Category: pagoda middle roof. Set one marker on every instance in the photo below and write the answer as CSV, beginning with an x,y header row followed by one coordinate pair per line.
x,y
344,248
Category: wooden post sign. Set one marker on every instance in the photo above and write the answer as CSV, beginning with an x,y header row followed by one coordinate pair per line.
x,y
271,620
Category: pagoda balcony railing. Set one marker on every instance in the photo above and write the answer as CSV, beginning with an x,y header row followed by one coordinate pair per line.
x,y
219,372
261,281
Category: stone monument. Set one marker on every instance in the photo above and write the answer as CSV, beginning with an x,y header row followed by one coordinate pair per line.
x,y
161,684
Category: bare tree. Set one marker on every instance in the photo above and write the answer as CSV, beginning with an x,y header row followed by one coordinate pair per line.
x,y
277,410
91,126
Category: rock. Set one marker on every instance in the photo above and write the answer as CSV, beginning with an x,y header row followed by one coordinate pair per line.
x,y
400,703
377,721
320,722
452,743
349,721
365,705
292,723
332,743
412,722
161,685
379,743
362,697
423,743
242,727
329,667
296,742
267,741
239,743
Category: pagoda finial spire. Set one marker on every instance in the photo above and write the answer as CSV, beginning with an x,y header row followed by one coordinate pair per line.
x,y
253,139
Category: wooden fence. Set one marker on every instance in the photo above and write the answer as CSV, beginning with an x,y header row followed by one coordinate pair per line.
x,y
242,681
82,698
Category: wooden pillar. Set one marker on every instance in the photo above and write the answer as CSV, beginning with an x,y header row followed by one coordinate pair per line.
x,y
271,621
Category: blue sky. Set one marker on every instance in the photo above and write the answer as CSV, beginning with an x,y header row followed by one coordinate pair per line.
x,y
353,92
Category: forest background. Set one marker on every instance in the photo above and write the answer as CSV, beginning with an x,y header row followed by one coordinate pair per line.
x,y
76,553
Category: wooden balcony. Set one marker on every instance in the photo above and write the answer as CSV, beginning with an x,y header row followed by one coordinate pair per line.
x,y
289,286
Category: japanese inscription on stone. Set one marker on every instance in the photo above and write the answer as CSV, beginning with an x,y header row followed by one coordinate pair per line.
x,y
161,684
◇ ◇ ◇ ◇
• Your task: Reproduce verbatim the lines of the material above, from the line containing "Category: wooden balcony." through the end of the material, inclusive.

• Output below:
Category: wooden balcony. Set one marker on every instance in the photo above and write the answer as CSV, beginning with an x,y header row followed by one coordinate pair per line.
x,y
289,286
Category: japanese inscription on stone. Set one marker on every instance in the photo above and write the answer as CSV, beginning with an x,y header row followed by one coordinate pair per line.
x,y
161,684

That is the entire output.